→ **Teks yang ditampilkan**

○ ○ ○ ○ ○

Hasil wawancara itu dibukukan dalam Philosophy
In a Time of Terror (2003).
Pelaku teror adalah
personalitas yang terbelah. Ia berdoa bagi terciptanya dunia baru yang bebas
dari penindasan dan hegemoni, tapi kemudian ia menghancurkan dirinya sendiri,
bersama korban-korban yang dikehendakinya. Setali tiga uang dengan negara
adikuasa yang melatih dan mempersenjatai kelompok mujahidin Afghanistan guna
melawan invasi Soviet. Setelah Perang Dingin usai dan AS ternobat sebagai
jawara, kelompok terlatih itu berbalik menyerang tuannya. Bagai petaka
membesarkan seekor anak singa. Setelah besar, ia memangsai orang yang telah
menghidupinya.

○ ○ ○ ○ ○

→ **Tugas Anda**
Lanjutkan teks tentang pelaku teror di atas, mulai setelah kalimat terakhirnya.

→ **Data yang dikumpulkan**
○ ○ ○ ○ ○

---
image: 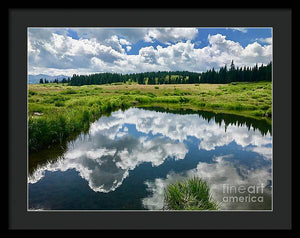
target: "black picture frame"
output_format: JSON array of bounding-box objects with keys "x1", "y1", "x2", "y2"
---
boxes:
[{"x1": 8, "y1": 8, "x2": 292, "y2": 230}]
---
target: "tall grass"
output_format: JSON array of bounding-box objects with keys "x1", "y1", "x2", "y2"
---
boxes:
[
  {"x1": 164, "y1": 177, "x2": 218, "y2": 210},
  {"x1": 28, "y1": 82, "x2": 272, "y2": 151}
]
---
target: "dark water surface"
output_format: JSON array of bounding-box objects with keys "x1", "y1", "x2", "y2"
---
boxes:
[{"x1": 28, "y1": 108, "x2": 272, "y2": 210}]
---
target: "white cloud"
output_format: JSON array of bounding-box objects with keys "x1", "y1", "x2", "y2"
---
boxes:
[
  {"x1": 226, "y1": 27, "x2": 248, "y2": 33},
  {"x1": 255, "y1": 37, "x2": 273, "y2": 44},
  {"x1": 144, "y1": 28, "x2": 198, "y2": 44},
  {"x1": 28, "y1": 108, "x2": 272, "y2": 195},
  {"x1": 28, "y1": 28, "x2": 272, "y2": 76}
]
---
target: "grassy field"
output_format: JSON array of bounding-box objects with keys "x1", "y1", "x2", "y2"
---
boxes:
[{"x1": 28, "y1": 82, "x2": 272, "y2": 151}]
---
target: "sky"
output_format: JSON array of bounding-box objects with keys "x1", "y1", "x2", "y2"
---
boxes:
[{"x1": 27, "y1": 27, "x2": 272, "y2": 76}]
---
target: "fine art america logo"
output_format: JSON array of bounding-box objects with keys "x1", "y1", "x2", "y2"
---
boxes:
[{"x1": 222, "y1": 184, "x2": 264, "y2": 203}]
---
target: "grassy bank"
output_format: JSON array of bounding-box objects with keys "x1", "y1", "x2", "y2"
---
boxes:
[{"x1": 28, "y1": 82, "x2": 272, "y2": 151}]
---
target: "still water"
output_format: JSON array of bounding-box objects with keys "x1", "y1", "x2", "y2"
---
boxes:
[{"x1": 28, "y1": 108, "x2": 272, "y2": 210}]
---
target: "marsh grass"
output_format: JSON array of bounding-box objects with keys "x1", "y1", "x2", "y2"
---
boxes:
[{"x1": 164, "y1": 177, "x2": 218, "y2": 210}]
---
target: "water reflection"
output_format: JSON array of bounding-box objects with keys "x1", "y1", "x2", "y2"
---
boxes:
[{"x1": 28, "y1": 108, "x2": 272, "y2": 209}]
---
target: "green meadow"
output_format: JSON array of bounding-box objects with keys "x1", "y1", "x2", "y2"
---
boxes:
[{"x1": 28, "y1": 82, "x2": 272, "y2": 152}]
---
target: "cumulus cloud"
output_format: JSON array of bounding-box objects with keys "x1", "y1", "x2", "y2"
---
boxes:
[
  {"x1": 144, "y1": 28, "x2": 198, "y2": 44},
  {"x1": 226, "y1": 27, "x2": 248, "y2": 33},
  {"x1": 28, "y1": 28, "x2": 272, "y2": 76}
]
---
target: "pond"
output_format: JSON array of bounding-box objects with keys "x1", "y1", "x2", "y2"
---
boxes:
[{"x1": 28, "y1": 108, "x2": 272, "y2": 211}]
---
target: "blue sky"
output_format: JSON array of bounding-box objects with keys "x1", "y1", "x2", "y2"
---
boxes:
[{"x1": 28, "y1": 27, "x2": 272, "y2": 76}]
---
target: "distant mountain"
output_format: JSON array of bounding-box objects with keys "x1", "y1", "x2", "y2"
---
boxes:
[{"x1": 27, "y1": 74, "x2": 71, "y2": 84}]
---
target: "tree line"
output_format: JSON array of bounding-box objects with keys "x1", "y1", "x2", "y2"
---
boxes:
[{"x1": 41, "y1": 61, "x2": 272, "y2": 86}]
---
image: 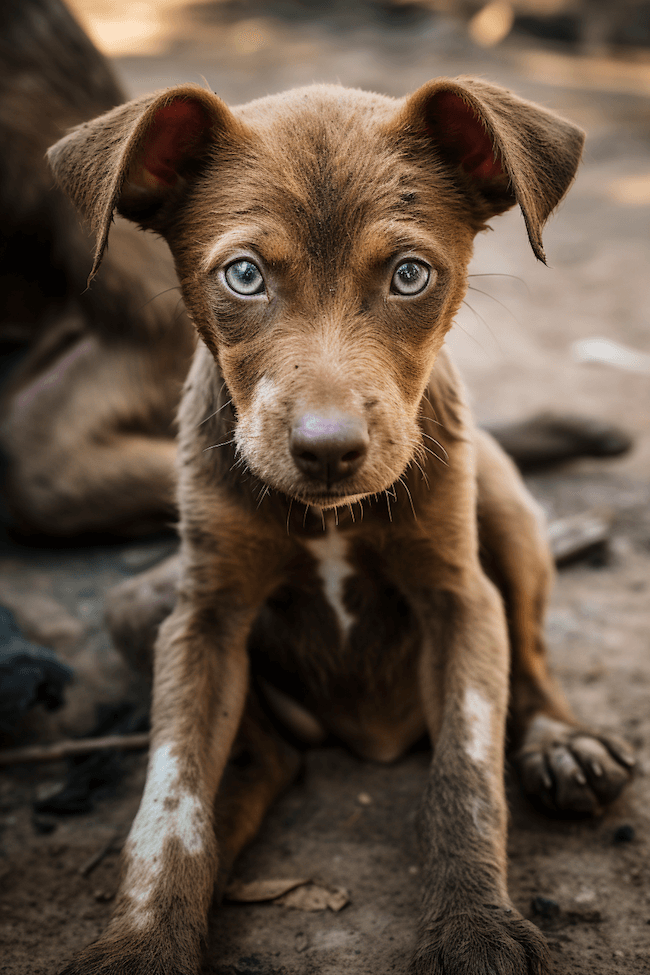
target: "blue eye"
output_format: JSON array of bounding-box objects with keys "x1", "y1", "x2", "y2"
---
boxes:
[
  {"x1": 390, "y1": 261, "x2": 431, "y2": 295},
  {"x1": 225, "y1": 259, "x2": 265, "y2": 295}
]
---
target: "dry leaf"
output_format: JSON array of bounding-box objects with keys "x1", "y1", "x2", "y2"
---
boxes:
[
  {"x1": 277, "y1": 882, "x2": 350, "y2": 911},
  {"x1": 224, "y1": 877, "x2": 310, "y2": 904}
]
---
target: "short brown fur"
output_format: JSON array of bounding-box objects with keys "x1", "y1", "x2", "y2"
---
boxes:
[{"x1": 50, "y1": 79, "x2": 633, "y2": 975}]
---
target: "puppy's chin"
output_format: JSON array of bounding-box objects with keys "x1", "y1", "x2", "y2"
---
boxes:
[
  {"x1": 267, "y1": 471, "x2": 403, "y2": 511},
  {"x1": 289, "y1": 485, "x2": 378, "y2": 511}
]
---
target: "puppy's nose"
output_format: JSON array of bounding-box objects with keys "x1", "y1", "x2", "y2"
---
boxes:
[{"x1": 290, "y1": 410, "x2": 370, "y2": 484}]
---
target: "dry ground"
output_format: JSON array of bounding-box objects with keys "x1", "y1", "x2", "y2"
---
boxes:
[{"x1": 0, "y1": 3, "x2": 650, "y2": 975}]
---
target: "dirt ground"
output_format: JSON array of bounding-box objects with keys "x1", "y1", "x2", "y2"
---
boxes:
[{"x1": 0, "y1": 7, "x2": 650, "y2": 975}]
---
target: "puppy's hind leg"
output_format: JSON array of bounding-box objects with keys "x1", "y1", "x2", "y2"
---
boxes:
[{"x1": 477, "y1": 431, "x2": 634, "y2": 814}]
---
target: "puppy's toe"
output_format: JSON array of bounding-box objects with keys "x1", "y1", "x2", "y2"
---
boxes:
[{"x1": 514, "y1": 718, "x2": 634, "y2": 815}]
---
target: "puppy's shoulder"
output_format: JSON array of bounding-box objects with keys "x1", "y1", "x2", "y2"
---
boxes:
[{"x1": 426, "y1": 346, "x2": 474, "y2": 441}]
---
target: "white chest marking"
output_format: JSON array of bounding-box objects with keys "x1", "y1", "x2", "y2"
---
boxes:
[
  {"x1": 305, "y1": 526, "x2": 354, "y2": 637},
  {"x1": 127, "y1": 744, "x2": 204, "y2": 924},
  {"x1": 463, "y1": 687, "x2": 492, "y2": 764}
]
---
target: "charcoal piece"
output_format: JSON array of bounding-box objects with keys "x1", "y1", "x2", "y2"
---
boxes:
[
  {"x1": 0, "y1": 606, "x2": 73, "y2": 734},
  {"x1": 33, "y1": 703, "x2": 149, "y2": 816}
]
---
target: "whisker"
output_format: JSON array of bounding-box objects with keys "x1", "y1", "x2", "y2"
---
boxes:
[
  {"x1": 203, "y1": 437, "x2": 235, "y2": 453},
  {"x1": 399, "y1": 477, "x2": 418, "y2": 521},
  {"x1": 422, "y1": 444, "x2": 449, "y2": 467},
  {"x1": 139, "y1": 284, "x2": 181, "y2": 311},
  {"x1": 384, "y1": 491, "x2": 393, "y2": 524},
  {"x1": 463, "y1": 304, "x2": 504, "y2": 354},
  {"x1": 422, "y1": 431, "x2": 449, "y2": 461},
  {"x1": 469, "y1": 284, "x2": 521, "y2": 328},
  {"x1": 255, "y1": 484, "x2": 271, "y2": 510},
  {"x1": 411, "y1": 457, "x2": 431, "y2": 491},
  {"x1": 197, "y1": 399, "x2": 232, "y2": 427},
  {"x1": 467, "y1": 271, "x2": 530, "y2": 294}
]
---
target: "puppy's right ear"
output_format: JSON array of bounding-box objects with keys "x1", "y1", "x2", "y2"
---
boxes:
[{"x1": 48, "y1": 85, "x2": 243, "y2": 278}]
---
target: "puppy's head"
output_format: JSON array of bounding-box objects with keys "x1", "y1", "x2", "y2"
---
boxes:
[{"x1": 50, "y1": 79, "x2": 582, "y2": 507}]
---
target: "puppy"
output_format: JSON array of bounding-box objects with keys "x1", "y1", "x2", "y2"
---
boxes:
[{"x1": 50, "y1": 78, "x2": 633, "y2": 975}]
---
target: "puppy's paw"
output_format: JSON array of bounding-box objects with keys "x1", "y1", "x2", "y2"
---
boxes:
[
  {"x1": 409, "y1": 905, "x2": 551, "y2": 975},
  {"x1": 513, "y1": 715, "x2": 634, "y2": 815}
]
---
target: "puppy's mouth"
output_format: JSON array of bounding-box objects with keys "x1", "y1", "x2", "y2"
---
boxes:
[{"x1": 291, "y1": 488, "x2": 374, "y2": 510}]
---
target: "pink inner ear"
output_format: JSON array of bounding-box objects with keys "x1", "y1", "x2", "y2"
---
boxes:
[
  {"x1": 141, "y1": 99, "x2": 211, "y2": 186},
  {"x1": 432, "y1": 91, "x2": 504, "y2": 179}
]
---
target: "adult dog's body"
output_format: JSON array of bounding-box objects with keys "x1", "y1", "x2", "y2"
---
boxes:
[
  {"x1": 46, "y1": 79, "x2": 632, "y2": 975},
  {"x1": 0, "y1": 0, "x2": 195, "y2": 536}
]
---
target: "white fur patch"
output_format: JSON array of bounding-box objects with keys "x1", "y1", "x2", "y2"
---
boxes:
[
  {"x1": 127, "y1": 744, "x2": 204, "y2": 926},
  {"x1": 305, "y1": 525, "x2": 354, "y2": 638},
  {"x1": 463, "y1": 687, "x2": 492, "y2": 764}
]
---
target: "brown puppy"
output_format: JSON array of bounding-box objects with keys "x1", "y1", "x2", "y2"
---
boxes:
[{"x1": 50, "y1": 79, "x2": 633, "y2": 975}]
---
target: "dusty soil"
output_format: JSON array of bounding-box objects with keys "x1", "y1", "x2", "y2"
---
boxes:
[{"x1": 0, "y1": 4, "x2": 650, "y2": 975}]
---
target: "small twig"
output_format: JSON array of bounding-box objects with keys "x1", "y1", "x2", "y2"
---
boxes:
[
  {"x1": 0, "y1": 732, "x2": 149, "y2": 766},
  {"x1": 79, "y1": 830, "x2": 120, "y2": 877}
]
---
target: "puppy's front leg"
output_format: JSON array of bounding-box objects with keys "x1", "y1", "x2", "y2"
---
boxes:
[
  {"x1": 412, "y1": 569, "x2": 548, "y2": 975},
  {"x1": 59, "y1": 596, "x2": 250, "y2": 975}
]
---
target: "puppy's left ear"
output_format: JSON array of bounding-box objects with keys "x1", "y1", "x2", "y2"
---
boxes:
[{"x1": 399, "y1": 78, "x2": 585, "y2": 263}]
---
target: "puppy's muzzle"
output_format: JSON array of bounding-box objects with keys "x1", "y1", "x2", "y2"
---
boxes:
[{"x1": 289, "y1": 410, "x2": 370, "y2": 487}]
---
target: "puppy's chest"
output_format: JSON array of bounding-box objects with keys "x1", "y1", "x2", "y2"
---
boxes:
[{"x1": 246, "y1": 526, "x2": 419, "y2": 701}]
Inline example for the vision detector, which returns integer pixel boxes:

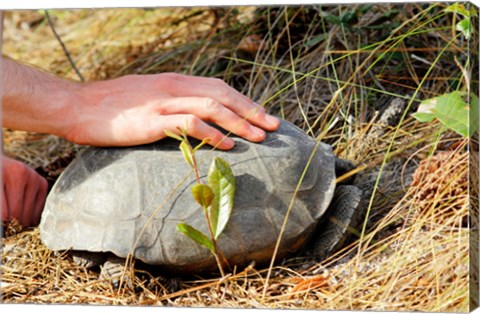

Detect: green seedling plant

[165,128,236,277]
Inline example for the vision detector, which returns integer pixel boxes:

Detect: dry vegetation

[1,3,478,312]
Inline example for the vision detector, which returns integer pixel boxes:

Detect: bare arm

[1,57,78,137]
[2,58,279,149]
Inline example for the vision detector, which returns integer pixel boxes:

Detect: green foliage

[177,223,215,253]
[413,91,478,137]
[207,157,236,239]
[192,184,215,208]
[165,129,236,276]
[445,3,477,39]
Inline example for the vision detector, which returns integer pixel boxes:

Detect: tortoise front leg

[100,254,134,289]
[306,185,364,261]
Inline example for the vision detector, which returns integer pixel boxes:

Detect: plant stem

[189,138,225,277]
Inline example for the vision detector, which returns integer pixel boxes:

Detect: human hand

[64,73,280,149]
[2,157,48,227]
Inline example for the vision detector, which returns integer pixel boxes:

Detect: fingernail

[265,115,280,128]
[221,137,235,149]
[250,126,266,139]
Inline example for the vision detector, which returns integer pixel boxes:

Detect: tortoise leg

[69,251,107,269]
[306,185,363,261]
[100,254,133,289]
[335,156,355,185]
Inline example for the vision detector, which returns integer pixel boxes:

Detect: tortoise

[39,120,362,284]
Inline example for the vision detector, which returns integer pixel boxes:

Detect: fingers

[158,74,280,131]
[2,157,48,227]
[159,97,266,142]
[158,114,235,150]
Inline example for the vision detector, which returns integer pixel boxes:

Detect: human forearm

[2,58,280,149]
[1,57,80,137]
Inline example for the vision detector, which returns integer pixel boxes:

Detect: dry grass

[1,4,478,312]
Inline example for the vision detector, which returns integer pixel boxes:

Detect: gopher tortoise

[40,121,362,284]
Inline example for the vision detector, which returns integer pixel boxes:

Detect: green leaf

[163,130,183,142]
[193,137,210,153]
[457,18,473,39]
[414,91,478,137]
[192,184,215,209]
[180,140,193,168]
[445,3,475,17]
[177,223,215,253]
[412,112,435,123]
[207,157,236,239]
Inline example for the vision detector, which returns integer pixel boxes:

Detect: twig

[45,10,85,82]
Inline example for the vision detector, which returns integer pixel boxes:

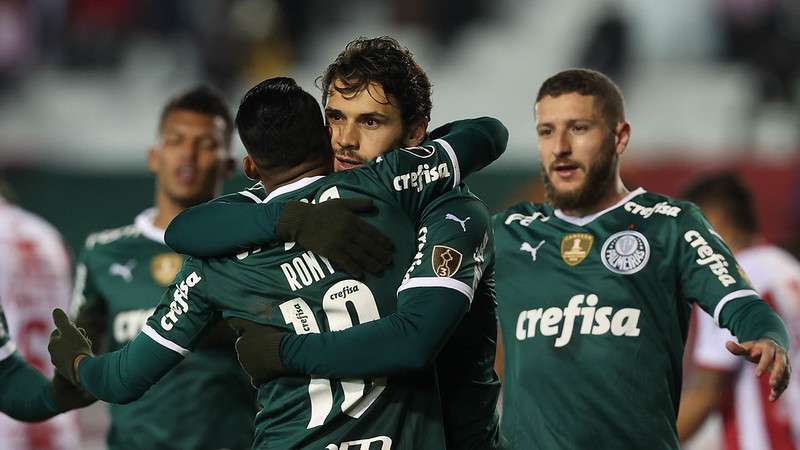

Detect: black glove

[228,317,290,387]
[276,198,393,278]
[47,308,92,386]
[48,372,97,412]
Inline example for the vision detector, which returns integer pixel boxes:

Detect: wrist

[72,353,89,385]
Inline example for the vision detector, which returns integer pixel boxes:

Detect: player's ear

[147,147,161,174]
[242,155,261,181]
[403,118,428,147]
[614,121,631,155]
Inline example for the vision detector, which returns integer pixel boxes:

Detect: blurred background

[0,0,800,449]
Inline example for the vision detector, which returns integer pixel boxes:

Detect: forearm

[0,354,60,422]
[429,117,508,177]
[281,288,467,378]
[720,298,790,350]
[164,202,283,257]
[78,333,182,404]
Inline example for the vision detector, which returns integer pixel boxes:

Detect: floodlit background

[0,0,800,449]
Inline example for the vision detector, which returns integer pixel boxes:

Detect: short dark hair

[158,85,233,147]
[318,36,432,125]
[236,77,331,168]
[536,69,625,127]
[681,171,758,234]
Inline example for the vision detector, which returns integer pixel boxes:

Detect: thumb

[339,198,375,213]
[725,341,749,356]
[53,308,72,332]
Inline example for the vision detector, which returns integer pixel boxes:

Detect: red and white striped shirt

[694,245,800,450]
[0,198,80,450]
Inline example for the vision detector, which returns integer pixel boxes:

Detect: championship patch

[400,145,436,158]
[431,245,463,277]
[150,253,183,286]
[561,233,594,266]
[600,230,650,275]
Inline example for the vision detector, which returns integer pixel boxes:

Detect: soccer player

[678,172,800,450]
[166,37,500,449]
[50,78,507,449]
[0,197,80,450]
[494,69,789,450]
[0,306,95,422]
[71,87,255,450]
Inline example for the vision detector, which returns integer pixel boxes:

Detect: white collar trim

[553,188,647,227]
[133,208,166,245]
[262,175,325,203]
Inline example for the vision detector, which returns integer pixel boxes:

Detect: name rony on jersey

[516,294,641,347]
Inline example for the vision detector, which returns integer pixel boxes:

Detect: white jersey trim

[553,188,647,227]
[433,139,461,187]
[261,175,325,203]
[397,277,475,303]
[0,341,17,361]
[714,289,758,326]
[142,325,190,356]
[133,208,167,245]
[239,191,261,203]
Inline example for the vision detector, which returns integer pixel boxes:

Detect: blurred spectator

[678,173,800,450]
[0,192,79,450]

○ ○ ○ ○ ○

→ **Jawaban di bawah**
Inilah bunuh diri ganda. Baik
terma “terorisme” maupun “perang atas terorisme” sama-sama mengandung cita-cita
mulia mewujudkan tata dunia baru dengan basis ideologi yang saling
berpunggungan, tapi pada saat bersamaan, keduanya sama-sama bunuh diri. Lingkaran
setan tak berkesudahan. Celakanya, dua terma besar ini telah menjadi kata
kunci, bahkan “berhala” dalam arus pemberitaan yang tak terbendung di
media-media abad mutakhir ini. Terorisme, seperti disinyalir Magnis Suseno
(2009), bukan kata yang konsisten. Dua pemimpin kelompok
teroris Yahudi, Yitzhak Shamir dan Manachem Begin, berhasil menduduki
kursi PM Israel. Sebelum itu, keduanya tercatat sebagai pemimpin “Palmach”
(1940) dan “Irgun” (1944), organisasi teroris paling dibenci Inggris dan dunia
internasional. Teroris yang dulu dikutuk dan dicela, kini dipuja sebagai
pahlawan.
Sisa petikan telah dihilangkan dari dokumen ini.